##### Document extract
[JDEV] A piece of MIME? (possible alternate solution)
Patrick McCuller
patrick at kia.net
Wed Aug 11 01:19:13 CDT 1999
> From: jdev-admin at jabber.org [mailto:jdev-admin at jabber.org]On Behalf Of
> Jeremie
> >
> > I suggest we add several optional attributes to the <mime> tag,
> >
> > MIME-Version,
> > Content-Type,
> > Content-Transfer-Encoding,
> > Content-ID,
> > Content-Description.
>
> Absolutely, looks great except for Content-Transfer-Encoding. My
> understand is that this is used to represent content that has been encoded
> in another format, such as gzip. Since that's not legal in an XML stream,
> I'm not sure that aspect of MIME or attribute could be used. Correct me
> if I'm wrong though, I'm no expert :)
##########
**Written task 1**
Copy, character for character, the stretch of the listing from the line containing "before the slash'" through the end of the listing. Leave the picture out.
##### Records for the task
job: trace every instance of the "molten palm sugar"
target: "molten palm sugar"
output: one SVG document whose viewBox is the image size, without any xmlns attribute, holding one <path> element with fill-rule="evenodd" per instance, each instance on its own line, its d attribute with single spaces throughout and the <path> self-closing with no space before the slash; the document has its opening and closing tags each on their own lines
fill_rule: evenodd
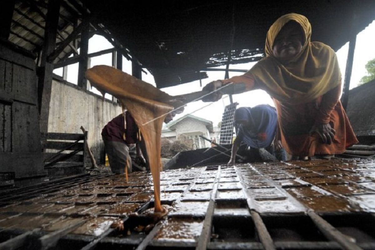
<svg viewBox="0 0 375 250">
<path fill-rule="evenodd" d="M 151 84 L 121 70 L 105 65 L 87 70 L 86 76 L 102 93 L 118 99 L 134 119 L 146 144 L 154 181 L 155 211 L 162 211 L 160 204 L 160 137 L 167 113 L 173 107 L 164 102 L 171 96 Z"/>
</svg>

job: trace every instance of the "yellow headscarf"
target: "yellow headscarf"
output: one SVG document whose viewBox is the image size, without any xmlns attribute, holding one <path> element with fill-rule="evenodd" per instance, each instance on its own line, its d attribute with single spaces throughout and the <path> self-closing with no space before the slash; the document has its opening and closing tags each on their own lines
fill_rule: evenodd
<svg viewBox="0 0 375 250">
<path fill-rule="evenodd" d="M 305 42 L 294 58 L 282 64 L 273 55 L 273 42 L 281 28 L 291 21 L 301 25 Z M 292 103 L 308 102 L 341 84 L 341 75 L 334 51 L 324 43 L 310 42 L 311 36 L 309 21 L 298 14 L 284 15 L 270 28 L 266 40 L 266 57 L 254 65 L 249 73 L 277 100 Z"/>
</svg>

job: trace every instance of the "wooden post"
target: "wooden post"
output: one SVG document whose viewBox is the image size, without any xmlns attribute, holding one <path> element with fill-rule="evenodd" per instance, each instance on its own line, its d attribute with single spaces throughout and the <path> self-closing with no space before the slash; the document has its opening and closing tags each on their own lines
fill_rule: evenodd
<svg viewBox="0 0 375 250">
<path fill-rule="evenodd" d="M 0 38 L 8 40 L 10 32 L 10 24 L 14 10 L 15 0 L 2 1 L 0 7 Z"/>
<path fill-rule="evenodd" d="M 85 76 L 87 70 L 87 61 L 88 57 L 88 39 L 90 38 L 90 21 L 87 15 L 84 16 L 82 20 L 82 32 L 81 36 L 81 46 L 80 49 L 80 64 L 78 66 L 78 79 L 77 85 L 82 88 L 88 88 L 87 80 Z"/>
<path fill-rule="evenodd" d="M 116 68 L 122 70 L 122 54 L 119 51 L 116 51 L 117 55 L 116 58 Z"/>
<path fill-rule="evenodd" d="M 132 75 L 140 80 L 142 80 L 142 67 L 139 63 L 132 61 Z"/>
<path fill-rule="evenodd" d="M 112 51 L 112 67 L 117 69 L 117 59 L 116 51 L 114 50 Z"/>
<path fill-rule="evenodd" d="M 350 78 L 351 77 L 352 70 L 353 69 L 353 59 L 354 58 L 354 51 L 356 48 L 356 39 L 357 34 L 355 34 L 351 37 L 349 41 L 349 49 L 348 51 L 348 59 L 346 59 L 346 67 L 345 70 L 345 77 L 344 78 L 344 87 L 342 90 L 342 96 L 341 97 L 341 103 L 345 111 L 349 98 L 349 87 L 350 86 Z"/>
<path fill-rule="evenodd" d="M 41 57 L 38 82 L 38 104 L 40 114 L 40 132 L 46 133 L 48 129 L 50 102 L 52 86 L 53 65 L 47 61 L 48 56 L 56 46 L 61 0 L 48 1 L 44 41 Z"/>
<path fill-rule="evenodd" d="M 63 67 L 63 79 L 65 81 L 68 78 L 68 66 L 64 66 Z"/>
<path fill-rule="evenodd" d="M 346 106 L 349 98 L 349 87 L 350 86 L 350 78 L 353 69 L 353 59 L 354 58 L 354 51 L 356 49 L 356 41 L 357 39 L 357 33 L 356 33 L 355 27 L 357 23 L 357 15 L 356 14 L 356 6 L 352 4 L 351 18 L 349 27 L 349 49 L 348 51 L 348 57 L 346 59 L 346 67 L 345 70 L 345 76 L 344 78 L 344 86 L 342 90 L 342 95 L 341 96 L 341 103 L 344 109 L 346 111 Z"/>
<path fill-rule="evenodd" d="M 230 64 L 231 61 L 232 60 L 232 51 L 233 48 L 233 42 L 234 40 L 234 33 L 236 32 L 236 26 L 234 25 L 234 12 L 236 10 L 236 5 L 235 2 L 233 2 L 233 7 L 232 7 L 232 30 L 231 32 L 230 36 L 230 37 L 229 48 L 228 49 L 228 60 L 226 62 L 226 66 L 225 67 L 225 76 L 224 78 L 228 79 L 229 78 L 229 65 Z M 231 103 L 233 103 L 233 98 L 232 95 L 229 95 L 229 100 Z"/>
</svg>

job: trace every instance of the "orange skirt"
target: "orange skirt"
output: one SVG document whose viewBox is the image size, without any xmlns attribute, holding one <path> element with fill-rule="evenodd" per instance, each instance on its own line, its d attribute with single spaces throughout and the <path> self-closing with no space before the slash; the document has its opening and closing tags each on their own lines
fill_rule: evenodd
<svg viewBox="0 0 375 250">
<path fill-rule="evenodd" d="M 309 135 L 319 111 L 315 102 L 293 105 L 274 101 L 279 136 L 290 154 L 304 157 L 342 154 L 346 148 L 358 142 L 339 100 L 330 115 L 330 124 L 336 131 L 330 144 L 323 143 L 316 133 Z"/>
</svg>

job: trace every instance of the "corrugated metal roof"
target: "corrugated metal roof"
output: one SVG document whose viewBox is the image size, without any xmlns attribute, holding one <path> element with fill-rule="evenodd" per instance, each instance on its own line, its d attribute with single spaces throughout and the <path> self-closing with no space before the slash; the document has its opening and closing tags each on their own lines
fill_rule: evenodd
<svg viewBox="0 0 375 250">
<path fill-rule="evenodd" d="M 16 1 L 10 42 L 34 54 L 40 52 L 48 1 Z M 108 31 L 123 52 L 129 52 L 151 72 L 159 88 L 204 79 L 207 77 L 206 69 L 225 64 L 233 30 L 231 64 L 260 60 L 268 28 L 286 13 L 306 16 L 312 27 L 312 40 L 335 50 L 349 40 L 351 28 L 357 33 L 375 19 L 373 0 L 285 0 L 276 3 L 195 0 L 147 4 L 119 0 L 62 0 L 57 46 L 72 33 L 75 22 L 79 24 L 84 6 L 91 12 L 93 26 Z M 95 29 L 91 27 L 92 31 Z M 79 36 L 77 46 L 71 42 L 53 62 L 74 53 L 80 39 Z"/>
</svg>

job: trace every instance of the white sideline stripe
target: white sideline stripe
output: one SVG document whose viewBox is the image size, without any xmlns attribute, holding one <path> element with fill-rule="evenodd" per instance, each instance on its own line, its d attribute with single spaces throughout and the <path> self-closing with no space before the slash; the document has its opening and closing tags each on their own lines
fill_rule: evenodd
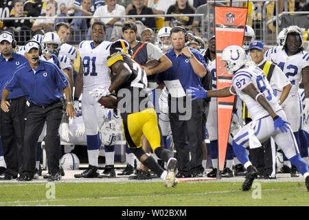
<svg viewBox="0 0 309 220">
<path fill-rule="evenodd" d="M 275 190 L 278 190 L 277 189 L 268 189 L 268 190 L 265 190 L 264 191 L 275 191 Z M 185 194 L 185 195 L 210 195 L 210 194 L 220 194 L 220 193 L 230 193 L 230 192 L 238 192 L 239 190 L 229 190 L 229 191 L 215 191 L 215 192 L 196 192 L 196 193 L 189 193 L 189 194 Z M 176 194 L 176 195 L 173 195 L 175 196 L 183 196 L 183 194 Z M 126 196 L 126 197 L 135 197 L 135 198 L 138 198 L 138 197 L 144 197 L 145 196 L 147 197 L 161 197 L 162 196 L 161 195 L 135 195 L 135 196 Z M 101 198 L 98 198 L 95 199 L 122 199 L 123 197 L 101 197 Z M 80 199 L 45 199 L 45 200 L 34 200 L 34 201 L 4 201 L 4 202 L 0 202 L 0 204 L 24 204 L 24 203 L 36 203 L 36 202 L 52 202 L 52 201 L 76 201 L 76 200 L 80 200 L 80 201 L 82 201 L 82 200 L 93 200 L 93 198 L 80 198 Z M 41 205 L 40 205 L 41 206 Z"/>
</svg>

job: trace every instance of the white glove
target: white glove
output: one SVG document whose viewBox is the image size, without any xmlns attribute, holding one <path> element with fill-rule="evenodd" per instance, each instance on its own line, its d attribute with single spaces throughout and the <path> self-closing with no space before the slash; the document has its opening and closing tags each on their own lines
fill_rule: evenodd
<svg viewBox="0 0 309 220">
<path fill-rule="evenodd" d="M 70 140 L 69 135 L 71 135 L 73 136 L 73 134 L 69 128 L 69 124 L 63 122 L 61 124 L 61 137 L 62 137 L 67 142 L 69 142 Z"/>
<path fill-rule="evenodd" d="M 107 87 L 99 87 L 95 89 L 93 89 L 89 94 L 95 99 L 96 101 L 98 101 L 101 97 L 107 96 L 111 94 L 109 92 L 108 88 Z"/>
<path fill-rule="evenodd" d="M 309 115 L 309 98 L 305 98 L 305 104 L 306 105 L 303 113 L 305 115 L 306 120 L 307 120 L 308 116 Z"/>
<path fill-rule="evenodd" d="M 82 137 L 84 135 L 84 124 L 82 123 L 76 129 L 76 133 L 75 133 L 75 135 L 77 137 Z"/>
<path fill-rule="evenodd" d="M 80 111 L 80 102 L 79 101 L 74 101 L 74 109 L 76 112 Z"/>
</svg>

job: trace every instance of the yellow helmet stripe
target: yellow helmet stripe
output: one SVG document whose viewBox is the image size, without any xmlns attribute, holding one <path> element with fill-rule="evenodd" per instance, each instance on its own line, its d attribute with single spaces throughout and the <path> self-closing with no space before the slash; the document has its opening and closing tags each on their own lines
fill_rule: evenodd
<svg viewBox="0 0 309 220">
<path fill-rule="evenodd" d="M 122 43 L 122 49 L 124 49 L 124 54 L 126 54 L 126 45 L 124 45 L 124 41 L 120 41 L 120 43 Z"/>
</svg>

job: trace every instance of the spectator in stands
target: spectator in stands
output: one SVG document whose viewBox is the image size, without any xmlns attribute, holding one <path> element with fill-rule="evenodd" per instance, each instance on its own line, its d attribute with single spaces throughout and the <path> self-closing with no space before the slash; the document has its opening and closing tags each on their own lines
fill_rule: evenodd
<svg viewBox="0 0 309 220">
<path fill-rule="evenodd" d="M 146 0 L 147 7 L 152 9 L 154 14 L 164 14 L 168 8 L 175 3 L 175 0 Z"/>
<path fill-rule="evenodd" d="M 222 3 L 216 3 L 216 5 L 217 6 L 225 6 Z M 207 8 L 208 6 L 209 6 L 209 13 L 208 14 Z M 214 3 L 205 3 L 204 5 L 202 5 L 199 6 L 196 12 L 196 14 L 205 14 L 205 23 L 204 23 L 204 27 L 205 27 L 205 33 L 207 32 L 207 23 L 209 23 L 210 25 L 210 32 L 214 33 Z M 196 36 L 201 36 L 201 21 L 202 18 L 201 16 L 194 16 L 193 19 L 193 23 L 192 27 L 194 28 L 198 28 L 195 29 L 195 33 Z M 205 36 L 202 36 L 202 38 L 205 37 Z"/>
<path fill-rule="evenodd" d="M 128 15 L 154 14 L 151 8 L 144 5 L 144 0 L 133 0 L 133 6 L 128 12 Z M 130 21 L 141 21 L 147 28 L 156 28 L 156 21 L 154 17 L 130 18 Z"/>
<path fill-rule="evenodd" d="M 27 16 L 39 16 L 44 0 L 30 0 L 25 2 L 23 9 Z"/>
<path fill-rule="evenodd" d="M 58 10 L 58 3 L 55 0 L 48 0 L 46 5 L 46 16 L 39 16 L 40 17 L 51 17 L 47 19 L 36 19 L 34 22 L 32 30 L 34 31 L 36 29 L 44 29 L 45 32 L 50 32 L 52 30 L 54 24 L 55 23 L 55 19 L 52 16 L 56 16 L 56 13 Z M 43 12 L 41 12 L 42 14 Z"/>
<path fill-rule="evenodd" d="M 117 0 L 105 0 L 105 6 L 100 6 L 93 14 L 95 20 L 100 20 L 105 23 L 106 25 L 106 32 L 105 34 L 105 41 L 111 39 L 111 34 L 114 24 L 120 21 L 120 18 L 101 18 L 96 19 L 96 16 L 124 16 L 126 9 L 124 6 L 117 3 Z M 122 19 L 123 20 L 123 19 Z M 120 21 L 123 23 L 124 21 Z"/>
<path fill-rule="evenodd" d="M 11 17 L 23 17 L 23 3 L 22 0 L 14 0 L 12 3 L 12 11 L 13 14 Z M 28 19 L 5 20 L 3 21 L 3 30 L 14 32 L 17 43 L 23 43 L 30 40 L 30 28 L 32 23 Z M 16 33 L 17 32 L 17 33 Z M 16 36 L 17 35 L 17 36 Z"/>
<path fill-rule="evenodd" d="M 168 10 L 167 14 L 194 14 L 195 10 L 187 0 L 176 0 L 176 3 L 172 5 Z M 164 22 L 165 27 L 182 26 L 185 29 L 190 29 L 192 26 L 193 16 L 169 16 Z"/>
<path fill-rule="evenodd" d="M 0 1 L 0 18 L 10 17 L 12 1 L 12 0 Z"/>
<path fill-rule="evenodd" d="M 80 3 L 82 8 L 73 6 L 68 10 L 72 8 L 76 12 L 74 16 L 92 16 L 91 12 L 92 6 L 91 0 L 82 0 Z M 87 35 L 88 28 L 90 27 L 90 19 L 73 19 L 71 23 L 71 28 L 74 30 L 74 39 L 81 41 L 85 39 Z"/>
<path fill-rule="evenodd" d="M 75 0 L 74 6 L 80 8 L 82 0 Z M 104 5 L 104 0 L 92 0 L 92 6 L 91 8 L 91 12 L 94 12 L 100 6 Z"/>
</svg>

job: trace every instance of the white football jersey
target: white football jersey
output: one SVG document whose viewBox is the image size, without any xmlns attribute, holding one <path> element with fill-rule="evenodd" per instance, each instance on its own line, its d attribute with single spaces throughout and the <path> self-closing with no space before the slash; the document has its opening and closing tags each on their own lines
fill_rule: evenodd
<svg viewBox="0 0 309 220">
<path fill-rule="evenodd" d="M 240 69 L 233 76 L 232 82 L 238 97 L 246 103 L 253 120 L 258 120 L 268 116 L 269 113 L 258 102 L 242 91 L 242 89 L 251 83 L 263 94 L 275 111 L 282 109 L 277 103 L 275 92 L 271 87 L 263 71 L 257 66 L 249 65 L 244 68 Z"/>
<path fill-rule="evenodd" d="M 216 59 L 214 59 L 212 61 L 209 60 L 207 64 L 207 68 L 210 71 L 210 73 L 211 74 L 212 89 L 216 90 L 217 89 L 217 73 L 216 68 Z"/>
<path fill-rule="evenodd" d="M 93 89 L 111 85 L 109 69 L 106 58 L 109 56 L 111 42 L 103 41 L 94 47 L 93 41 L 82 41 L 78 46 L 81 63 L 84 68 L 84 89 L 91 91 Z"/>
<path fill-rule="evenodd" d="M 69 44 L 64 43 L 60 47 L 59 55 L 67 56 L 71 60 L 75 60 L 77 58 L 77 50 Z"/>
<path fill-rule="evenodd" d="M 19 46 L 17 47 L 17 50 L 16 50 L 16 53 L 21 54 L 21 55 L 25 55 L 25 46 L 23 46 L 23 45 Z"/>
<path fill-rule="evenodd" d="M 57 58 L 55 55 L 53 55 L 50 59 L 47 60 L 44 55 L 42 55 L 41 58 L 43 60 L 51 62 L 56 65 L 58 65 L 57 63 L 59 63 L 59 67 L 61 69 L 71 70 L 72 68 L 72 63 L 70 58 L 67 56 L 60 55 Z"/>
<path fill-rule="evenodd" d="M 297 94 L 301 82 L 301 69 L 309 66 L 309 52 L 288 56 L 282 46 L 274 47 L 265 53 L 266 60 L 276 63 L 292 84 L 289 95 Z"/>
</svg>

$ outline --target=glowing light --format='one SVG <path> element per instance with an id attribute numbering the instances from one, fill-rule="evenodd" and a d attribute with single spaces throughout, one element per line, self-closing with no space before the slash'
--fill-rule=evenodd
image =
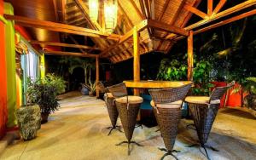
##########
**Written task 2**
Write the next part of the email about adding MIME attributes to the <mime> tag, picking up right after its last line.

**Task answer 1**
$ outline --target=glowing light --format='one SVG <path> element per instance with an id attribute numbering the instances from one, fill-rule="evenodd" and a d attribute with single spaces throughout, one element per line, self-closing with no space before the slash'
--fill-rule=evenodd
image =

**Task answer 2**
I think in this case you are mistaken. Take a look at RFC 2045 sections 6.2
and 6.3; there's a copy at :
http://www.oac.uci.edu/indiv/ehood/MIME/2045/rfc2045.html.
My interpretation of all that is: Content-Transfer-Encoding indicates how
the original data - say, a gzip file or whatever - has been mangled into a
'mailable' format. There are only a handful of defined values for
Content-Transfer-Encoding identity, "quoted-printable", and base64. 'binary'
encoding is discouraged - it usually won't work - and we can specifically
disallow binary encoded MIME.
From the RFC:
"The quoted-printable and base64 encodings transform their input from an
arbitrary domain into material in the "7bit" range, thus making it safe to
carry over restricted transports."
So a chunk of MIME message body should always be XML legal text. :)
Patrick
>
> Everything else looks great though!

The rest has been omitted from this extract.